> [EXERCISE PROMPT] Your task is to repeat, word for word, the line containing "May I ask you to find the green climbing" and all lines that follow it to the end of the material, and no other lines.

==============================

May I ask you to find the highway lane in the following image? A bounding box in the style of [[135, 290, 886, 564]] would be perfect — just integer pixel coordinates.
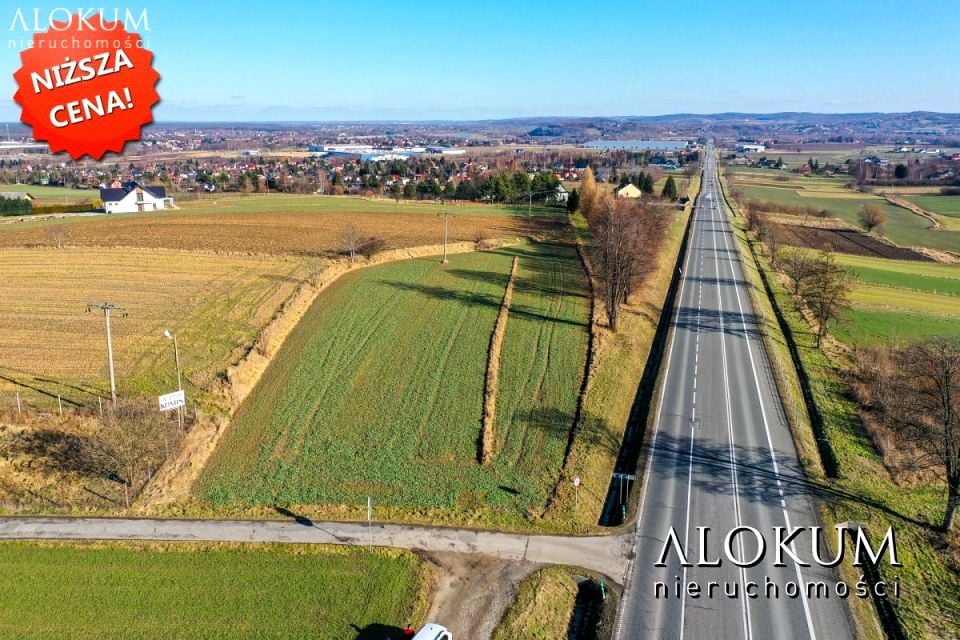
[[616, 145, 854, 640]]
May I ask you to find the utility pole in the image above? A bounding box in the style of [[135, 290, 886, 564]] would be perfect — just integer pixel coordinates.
[[439, 212, 450, 264], [87, 303, 125, 407]]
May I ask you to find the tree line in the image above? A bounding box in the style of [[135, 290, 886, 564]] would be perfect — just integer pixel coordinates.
[[579, 167, 671, 330], [0, 196, 32, 216]]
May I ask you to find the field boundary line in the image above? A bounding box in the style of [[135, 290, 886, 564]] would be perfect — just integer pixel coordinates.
[[881, 193, 942, 229], [480, 255, 519, 465]]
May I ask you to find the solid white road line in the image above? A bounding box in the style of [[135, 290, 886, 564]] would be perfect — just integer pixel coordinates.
[[710, 185, 752, 640]]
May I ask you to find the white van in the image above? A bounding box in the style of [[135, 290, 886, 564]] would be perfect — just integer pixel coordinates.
[[412, 623, 452, 640]]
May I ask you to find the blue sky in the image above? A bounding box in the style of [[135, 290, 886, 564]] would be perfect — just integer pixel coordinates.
[[1, 0, 957, 122]]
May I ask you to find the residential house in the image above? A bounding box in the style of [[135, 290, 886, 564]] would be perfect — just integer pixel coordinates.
[[617, 184, 642, 199], [550, 183, 570, 203], [99, 182, 173, 214]]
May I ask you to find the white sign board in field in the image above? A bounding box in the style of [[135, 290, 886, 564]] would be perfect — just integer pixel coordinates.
[[158, 389, 185, 412]]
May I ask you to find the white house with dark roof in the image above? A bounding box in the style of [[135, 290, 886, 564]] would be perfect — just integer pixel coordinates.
[[99, 182, 173, 214]]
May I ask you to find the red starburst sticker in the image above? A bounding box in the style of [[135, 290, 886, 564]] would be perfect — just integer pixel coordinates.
[[12, 13, 160, 160]]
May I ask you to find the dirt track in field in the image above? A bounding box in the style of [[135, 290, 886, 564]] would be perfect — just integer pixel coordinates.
[[422, 552, 537, 640]]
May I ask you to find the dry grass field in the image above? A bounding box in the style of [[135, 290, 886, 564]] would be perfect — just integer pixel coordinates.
[[0, 247, 313, 409], [0, 195, 557, 256]]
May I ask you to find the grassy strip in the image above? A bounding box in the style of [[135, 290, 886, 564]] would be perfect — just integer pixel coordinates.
[[483, 256, 520, 464], [718, 172, 828, 478], [494, 566, 618, 640], [721, 166, 960, 639], [494, 566, 579, 640], [0, 540, 429, 640]]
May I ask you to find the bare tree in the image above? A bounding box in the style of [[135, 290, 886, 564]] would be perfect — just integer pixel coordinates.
[[858, 204, 886, 235], [759, 220, 779, 263], [745, 205, 766, 238], [48, 224, 69, 249], [338, 222, 365, 265], [589, 197, 668, 330], [779, 247, 817, 295], [88, 404, 180, 508], [870, 339, 960, 532], [358, 234, 388, 259], [800, 252, 853, 347]]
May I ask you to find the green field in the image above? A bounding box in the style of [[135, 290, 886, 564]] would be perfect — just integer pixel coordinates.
[[0, 186, 560, 218], [176, 193, 563, 218], [735, 181, 960, 253], [829, 254, 960, 346], [0, 183, 100, 203], [905, 194, 960, 218], [198, 243, 590, 523], [834, 253, 960, 295], [0, 542, 425, 640]]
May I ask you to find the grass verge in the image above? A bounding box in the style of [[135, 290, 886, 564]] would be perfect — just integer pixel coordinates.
[[553, 177, 698, 530], [494, 566, 617, 640]]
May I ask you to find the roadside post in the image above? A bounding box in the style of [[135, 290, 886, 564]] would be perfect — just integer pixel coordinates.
[[367, 496, 373, 547], [163, 329, 184, 433], [439, 212, 450, 264], [573, 476, 581, 511]]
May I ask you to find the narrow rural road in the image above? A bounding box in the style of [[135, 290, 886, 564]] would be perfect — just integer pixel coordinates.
[[615, 145, 855, 640], [0, 515, 631, 580]]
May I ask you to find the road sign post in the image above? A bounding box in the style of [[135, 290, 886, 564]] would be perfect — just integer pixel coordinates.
[[573, 476, 581, 511]]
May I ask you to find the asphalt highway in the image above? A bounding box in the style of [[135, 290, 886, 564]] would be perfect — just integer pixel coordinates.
[[615, 145, 854, 640]]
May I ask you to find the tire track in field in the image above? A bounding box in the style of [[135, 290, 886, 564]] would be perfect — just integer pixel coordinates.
[[268, 269, 420, 461], [505, 250, 567, 473], [415, 294, 475, 455], [522, 252, 575, 495]]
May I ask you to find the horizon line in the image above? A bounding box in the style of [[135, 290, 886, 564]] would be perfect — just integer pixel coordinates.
[[2, 109, 960, 127]]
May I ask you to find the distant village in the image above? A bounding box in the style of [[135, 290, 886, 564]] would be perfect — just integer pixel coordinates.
[[0, 133, 702, 210]]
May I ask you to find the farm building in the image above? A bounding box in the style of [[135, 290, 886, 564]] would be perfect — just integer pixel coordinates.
[[616, 184, 642, 198], [736, 143, 766, 153], [99, 182, 173, 214]]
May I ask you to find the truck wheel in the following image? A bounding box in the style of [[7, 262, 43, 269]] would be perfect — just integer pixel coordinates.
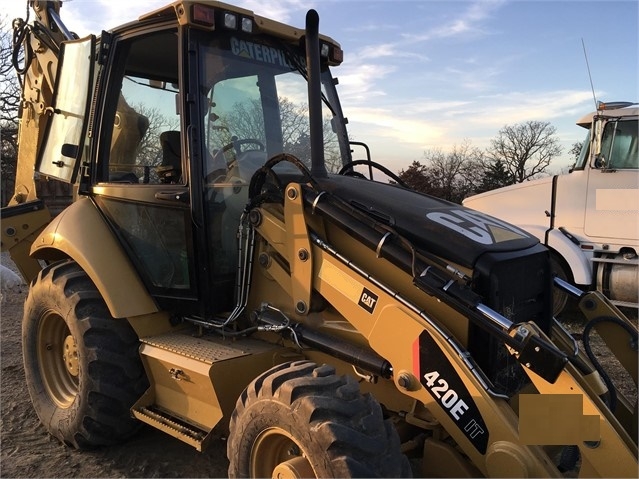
[[22, 260, 148, 449], [227, 360, 411, 478], [550, 254, 571, 316]]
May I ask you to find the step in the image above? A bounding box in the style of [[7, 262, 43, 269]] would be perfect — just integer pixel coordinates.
[[133, 329, 295, 450], [132, 404, 210, 451]]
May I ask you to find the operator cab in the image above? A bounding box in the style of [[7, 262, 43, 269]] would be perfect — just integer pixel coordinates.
[[573, 103, 638, 171], [85, 12, 349, 318]]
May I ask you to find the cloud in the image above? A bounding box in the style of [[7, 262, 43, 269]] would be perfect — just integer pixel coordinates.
[[330, 0, 508, 120], [342, 22, 399, 34], [409, 89, 597, 146], [235, 0, 314, 24], [358, 43, 400, 60], [29, 1, 174, 37], [337, 63, 397, 102], [342, 87, 597, 172], [346, 102, 454, 148], [466, 89, 598, 127], [439, 0, 505, 37], [403, 0, 506, 42]]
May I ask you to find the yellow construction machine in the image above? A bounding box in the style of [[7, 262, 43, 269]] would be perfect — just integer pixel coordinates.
[[2, 1, 637, 477]]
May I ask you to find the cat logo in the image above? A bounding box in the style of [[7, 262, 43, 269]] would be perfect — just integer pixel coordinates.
[[358, 288, 378, 313], [426, 209, 529, 245]]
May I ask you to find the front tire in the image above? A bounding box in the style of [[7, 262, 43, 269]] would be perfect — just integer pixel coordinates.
[[227, 360, 411, 478], [22, 260, 148, 449], [550, 253, 571, 316]]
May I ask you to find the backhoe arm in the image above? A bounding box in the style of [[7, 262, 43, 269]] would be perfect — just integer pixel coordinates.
[[10, 0, 69, 205], [1, 1, 71, 281]]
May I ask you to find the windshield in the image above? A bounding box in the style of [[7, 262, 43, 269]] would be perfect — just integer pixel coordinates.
[[599, 119, 638, 169], [195, 33, 350, 302], [199, 33, 348, 182], [573, 131, 590, 170]]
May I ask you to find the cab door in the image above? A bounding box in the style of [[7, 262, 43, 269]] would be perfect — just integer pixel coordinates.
[[584, 118, 639, 242], [91, 26, 204, 315]]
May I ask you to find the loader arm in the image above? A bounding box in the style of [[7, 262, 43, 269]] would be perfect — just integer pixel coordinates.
[[246, 178, 638, 477]]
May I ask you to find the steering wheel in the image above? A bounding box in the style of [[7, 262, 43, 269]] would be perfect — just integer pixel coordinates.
[[220, 138, 265, 159], [206, 138, 266, 184]]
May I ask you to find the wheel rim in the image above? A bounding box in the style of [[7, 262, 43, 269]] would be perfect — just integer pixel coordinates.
[[250, 427, 316, 479], [37, 310, 79, 408]]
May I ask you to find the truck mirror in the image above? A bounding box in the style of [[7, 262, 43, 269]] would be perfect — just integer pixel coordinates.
[[594, 154, 606, 168]]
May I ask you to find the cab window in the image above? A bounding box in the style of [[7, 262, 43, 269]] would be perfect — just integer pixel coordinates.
[[102, 30, 183, 184], [600, 119, 638, 169]]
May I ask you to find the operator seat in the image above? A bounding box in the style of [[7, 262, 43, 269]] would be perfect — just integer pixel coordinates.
[[107, 96, 149, 183], [158, 130, 182, 183]]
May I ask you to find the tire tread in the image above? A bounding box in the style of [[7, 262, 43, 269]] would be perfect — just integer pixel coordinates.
[[22, 260, 148, 449], [228, 360, 411, 478]]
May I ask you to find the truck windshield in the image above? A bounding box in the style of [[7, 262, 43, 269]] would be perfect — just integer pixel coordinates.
[[574, 131, 591, 170], [600, 119, 638, 169], [199, 33, 347, 183]]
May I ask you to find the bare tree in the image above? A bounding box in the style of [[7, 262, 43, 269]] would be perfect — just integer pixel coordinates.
[[398, 140, 484, 203], [280, 97, 307, 149], [486, 121, 562, 183], [567, 141, 585, 170], [1, 15, 21, 205], [429, 140, 483, 202], [134, 103, 179, 166], [223, 97, 310, 152], [221, 96, 342, 172], [0, 17, 20, 130]]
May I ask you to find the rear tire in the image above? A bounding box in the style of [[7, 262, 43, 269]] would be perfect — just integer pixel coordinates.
[[227, 360, 411, 478], [22, 260, 148, 449]]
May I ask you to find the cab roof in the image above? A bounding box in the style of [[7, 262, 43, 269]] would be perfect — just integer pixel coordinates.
[[577, 102, 638, 128], [136, 1, 341, 48]]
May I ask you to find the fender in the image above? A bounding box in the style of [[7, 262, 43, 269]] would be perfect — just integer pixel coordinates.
[[545, 228, 592, 286], [508, 224, 592, 287], [31, 197, 158, 318]]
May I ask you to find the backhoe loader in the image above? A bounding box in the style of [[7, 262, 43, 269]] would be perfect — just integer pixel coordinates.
[[2, 1, 637, 477]]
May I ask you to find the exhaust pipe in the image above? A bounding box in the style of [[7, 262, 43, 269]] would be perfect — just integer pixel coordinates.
[[305, 10, 327, 178]]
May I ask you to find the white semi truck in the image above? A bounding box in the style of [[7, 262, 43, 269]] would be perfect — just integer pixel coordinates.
[[463, 102, 638, 314]]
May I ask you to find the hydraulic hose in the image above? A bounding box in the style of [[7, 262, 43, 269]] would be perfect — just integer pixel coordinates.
[[302, 186, 568, 383]]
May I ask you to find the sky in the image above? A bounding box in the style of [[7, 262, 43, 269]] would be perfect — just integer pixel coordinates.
[[4, 0, 638, 174]]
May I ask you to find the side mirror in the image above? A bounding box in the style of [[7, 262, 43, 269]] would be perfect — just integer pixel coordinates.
[[594, 154, 606, 169]]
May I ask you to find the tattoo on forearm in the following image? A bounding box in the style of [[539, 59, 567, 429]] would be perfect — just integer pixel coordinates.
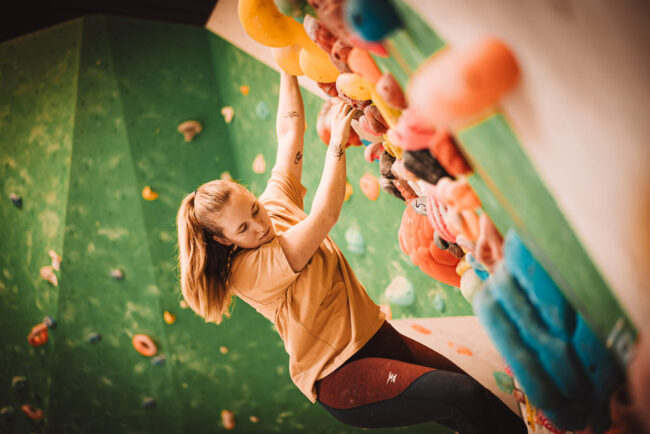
[[285, 111, 300, 119], [331, 145, 344, 161], [294, 151, 303, 164]]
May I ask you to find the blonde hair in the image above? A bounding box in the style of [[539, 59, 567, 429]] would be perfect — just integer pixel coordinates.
[[176, 180, 247, 324]]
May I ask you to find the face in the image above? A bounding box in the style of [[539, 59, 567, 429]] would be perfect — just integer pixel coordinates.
[[212, 188, 275, 249]]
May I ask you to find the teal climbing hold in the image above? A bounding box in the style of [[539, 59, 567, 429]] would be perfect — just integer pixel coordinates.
[[433, 293, 445, 312], [255, 101, 271, 120]]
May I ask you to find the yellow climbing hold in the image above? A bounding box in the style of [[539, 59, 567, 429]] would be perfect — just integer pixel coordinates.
[[179, 300, 189, 309], [142, 186, 158, 201], [456, 255, 472, 276], [219, 346, 229, 354], [249, 415, 259, 423], [163, 311, 176, 324], [220, 171, 233, 181], [344, 181, 353, 202]]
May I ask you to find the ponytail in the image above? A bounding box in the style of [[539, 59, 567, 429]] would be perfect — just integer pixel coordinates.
[[176, 182, 242, 324]]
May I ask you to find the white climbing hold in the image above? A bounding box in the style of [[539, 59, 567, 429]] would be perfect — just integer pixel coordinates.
[[221, 106, 234, 123], [48, 250, 61, 271], [40, 266, 58, 286], [252, 154, 266, 174], [384, 276, 415, 306]]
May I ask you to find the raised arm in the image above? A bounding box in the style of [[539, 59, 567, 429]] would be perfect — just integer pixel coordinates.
[[274, 72, 306, 181], [279, 99, 355, 272]]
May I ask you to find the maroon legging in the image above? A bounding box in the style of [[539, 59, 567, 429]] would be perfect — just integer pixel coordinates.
[[316, 321, 526, 434]]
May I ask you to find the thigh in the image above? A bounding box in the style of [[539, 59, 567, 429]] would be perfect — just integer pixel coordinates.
[[318, 360, 526, 434], [317, 356, 434, 410], [357, 321, 465, 374]]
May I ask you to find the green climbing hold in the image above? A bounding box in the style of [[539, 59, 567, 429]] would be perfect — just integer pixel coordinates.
[[493, 371, 514, 394]]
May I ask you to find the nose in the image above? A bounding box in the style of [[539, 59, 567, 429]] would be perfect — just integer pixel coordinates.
[[254, 219, 266, 236]]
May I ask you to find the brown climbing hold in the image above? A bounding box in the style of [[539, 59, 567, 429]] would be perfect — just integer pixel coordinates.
[[177, 120, 202, 142]]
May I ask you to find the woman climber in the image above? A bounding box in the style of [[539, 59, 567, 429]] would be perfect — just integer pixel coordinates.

==============================

> [RESULT OF THE EXERCISE]
May I ask you to find the green climbing hold in the image above? A bounding box in the style of [[539, 59, 567, 429]] would be perfect — just integer pixel coordinates.
[[493, 371, 514, 394]]
May I ask you to find the nose in the image above? A bounding box in the style of [[539, 59, 567, 429]] would be perfect — just integer pixel coordinates.
[[254, 219, 266, 236]]
May I ask you to find the brown climbing hold in the image above? A bounding box in the style of [[539, 59, 567, 429]] would be perfect — just integer pixel coordinates.
[[177, 120, 202, 142]]
May I ask you to find the woman climber in the image above? A bounding box in the style of [[539, 59, 567, 429]] would be perfect — just integer pixel coordinates.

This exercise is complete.